**Exercise details**
Run through the records and show each line that includes the string "sleeve".

**Available data**
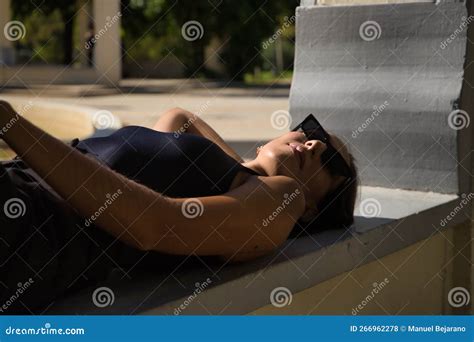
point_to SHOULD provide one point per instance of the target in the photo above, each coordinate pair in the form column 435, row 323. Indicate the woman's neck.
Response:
column 255, row 166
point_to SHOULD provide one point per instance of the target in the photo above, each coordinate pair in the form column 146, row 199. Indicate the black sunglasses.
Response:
column 331, row 157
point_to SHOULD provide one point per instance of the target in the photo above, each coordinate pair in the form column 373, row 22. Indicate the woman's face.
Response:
column 293, row 155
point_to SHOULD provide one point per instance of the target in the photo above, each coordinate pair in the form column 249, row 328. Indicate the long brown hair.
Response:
column 336, row 210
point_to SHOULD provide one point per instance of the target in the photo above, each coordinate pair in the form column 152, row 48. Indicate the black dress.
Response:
column 48, row 251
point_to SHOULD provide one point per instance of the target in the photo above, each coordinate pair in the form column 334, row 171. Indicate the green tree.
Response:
column 67, row 9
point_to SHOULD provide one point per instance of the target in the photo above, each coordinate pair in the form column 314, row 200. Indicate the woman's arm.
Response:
column 228, row 224
column 179, row 120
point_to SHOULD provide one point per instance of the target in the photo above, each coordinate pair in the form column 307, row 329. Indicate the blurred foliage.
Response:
column 151, row 30
column 43, row 17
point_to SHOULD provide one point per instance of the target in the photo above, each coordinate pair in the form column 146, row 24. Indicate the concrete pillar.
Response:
column 107, row 51
column 6, row 47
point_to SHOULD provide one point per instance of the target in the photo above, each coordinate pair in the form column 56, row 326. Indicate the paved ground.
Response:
column 238, row 113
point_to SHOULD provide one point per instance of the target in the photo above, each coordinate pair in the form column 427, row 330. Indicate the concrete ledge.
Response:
column 390, row 96
column 66, row 122
column 300, row 264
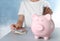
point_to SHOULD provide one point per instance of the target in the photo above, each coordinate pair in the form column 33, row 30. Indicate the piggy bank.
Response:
column 42, row 26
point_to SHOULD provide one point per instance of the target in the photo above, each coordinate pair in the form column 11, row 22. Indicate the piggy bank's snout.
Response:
column 41, row 28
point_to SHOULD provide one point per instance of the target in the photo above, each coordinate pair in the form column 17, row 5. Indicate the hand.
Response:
column 15, row 26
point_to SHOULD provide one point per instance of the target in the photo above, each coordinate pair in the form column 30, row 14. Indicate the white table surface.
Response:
column 29, row 36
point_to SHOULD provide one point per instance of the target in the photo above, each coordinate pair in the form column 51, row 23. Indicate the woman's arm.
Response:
column 47, row 10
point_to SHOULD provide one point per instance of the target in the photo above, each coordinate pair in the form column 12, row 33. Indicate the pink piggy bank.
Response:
column 42, row 26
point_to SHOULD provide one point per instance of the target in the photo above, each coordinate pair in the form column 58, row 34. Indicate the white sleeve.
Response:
column 21, row 9
column 47, row 4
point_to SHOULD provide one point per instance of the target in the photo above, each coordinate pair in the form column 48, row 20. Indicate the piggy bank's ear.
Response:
column 34, row 16
column 48, row 16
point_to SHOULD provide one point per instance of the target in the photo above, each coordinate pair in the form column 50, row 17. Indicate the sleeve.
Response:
column 21, row 9
column 47, row 4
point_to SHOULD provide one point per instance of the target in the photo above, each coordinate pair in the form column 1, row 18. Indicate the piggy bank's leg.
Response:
column 36, row 37
column 46, row 38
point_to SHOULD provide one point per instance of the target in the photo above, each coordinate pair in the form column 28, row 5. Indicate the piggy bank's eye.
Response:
column 37, row 19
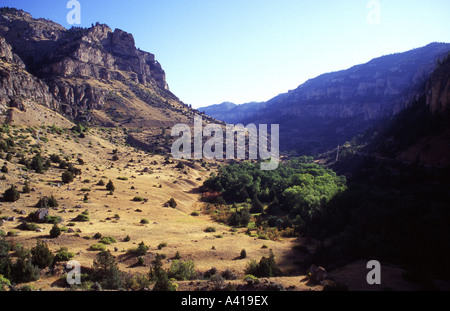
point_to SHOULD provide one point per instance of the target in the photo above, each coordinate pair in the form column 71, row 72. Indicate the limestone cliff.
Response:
column 438, row 88
column 81, row 70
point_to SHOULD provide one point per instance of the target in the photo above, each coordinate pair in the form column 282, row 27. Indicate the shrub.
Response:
column 110, row 186
column 47, row 202
column 27, row 226
column 182, row 270
column 105, row 271
column 23, row 271
column 55, row 231
column 227, row 274
column 162, row 245
column 142, row 249
column 4, row 283
column 11, row 194
column 26, row 187
column 67, row 177
column 97, row 247
column 82, row 218
column 41, row 256
column 63, row 255
column 53, row 219
column 55, row 158
column 172, row 203
column 266, row 267
column 243, row 254
column 37, row 164
column 107, row 240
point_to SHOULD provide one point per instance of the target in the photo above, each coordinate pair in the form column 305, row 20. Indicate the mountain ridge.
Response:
column 328, row 110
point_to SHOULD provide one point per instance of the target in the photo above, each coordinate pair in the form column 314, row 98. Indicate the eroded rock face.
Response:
column 53, row 61
column 438, row 88
column 17, row 85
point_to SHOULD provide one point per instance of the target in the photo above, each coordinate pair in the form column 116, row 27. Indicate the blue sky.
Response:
column 252, row 50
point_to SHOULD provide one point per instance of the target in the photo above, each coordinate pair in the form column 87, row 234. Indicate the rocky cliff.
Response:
column 81, row 70
column 329, row 110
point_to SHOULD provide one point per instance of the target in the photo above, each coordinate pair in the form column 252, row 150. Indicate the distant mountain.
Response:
column 332, row 108
column 232, row 113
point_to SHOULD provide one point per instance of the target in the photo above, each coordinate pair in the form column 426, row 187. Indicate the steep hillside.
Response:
column 329, row 110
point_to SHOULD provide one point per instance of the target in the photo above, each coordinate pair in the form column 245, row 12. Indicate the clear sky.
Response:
column 252, row 50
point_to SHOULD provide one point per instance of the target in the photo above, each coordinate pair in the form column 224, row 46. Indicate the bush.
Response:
column 107, row 240
column 97, row 247
column 53, row 219
column 110, row 186
column 182, row 270
column 23, row 271
column 243, row 254
column 55, row 231
column 41, row 256
column 82, row 218
column 266, row 267
column 47, row 202
column 106, row 272
column 67, row 177
column 172, row 203
column 4, row 283
column 11, row 194
column 27, row 226
column 162, row 245
column 26, row 187
column 37, row 164
column 63, row 255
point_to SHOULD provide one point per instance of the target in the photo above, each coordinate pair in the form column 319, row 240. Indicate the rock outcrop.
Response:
column 71, row 71
column 438, row 88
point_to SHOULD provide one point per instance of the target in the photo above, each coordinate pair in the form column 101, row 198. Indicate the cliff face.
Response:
column 329, row 110
column 438, row 88
column 17, row 86
column 76, row 71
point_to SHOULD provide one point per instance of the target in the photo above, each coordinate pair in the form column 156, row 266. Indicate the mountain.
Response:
column 232, row 113
column 329, row 110
column 94, row 75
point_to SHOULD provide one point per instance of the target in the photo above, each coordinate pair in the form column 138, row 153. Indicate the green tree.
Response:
column 257, row 206
column 55, row 231
column 41, row 256
column 110, row 186
column 105, row 271
column 67, row 177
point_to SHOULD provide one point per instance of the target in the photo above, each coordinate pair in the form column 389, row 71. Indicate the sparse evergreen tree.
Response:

**Result of the exercise**
point_to SHOULD provide one point per instance of the target in the photo above, each coordinate pair in the form column 58, row 34. Indicate the white sleeve.
point_to SHOULD provide one point per instance of the target in the photo above, each coordinate pair in the form column 50, row 17. Indicate the sleeve.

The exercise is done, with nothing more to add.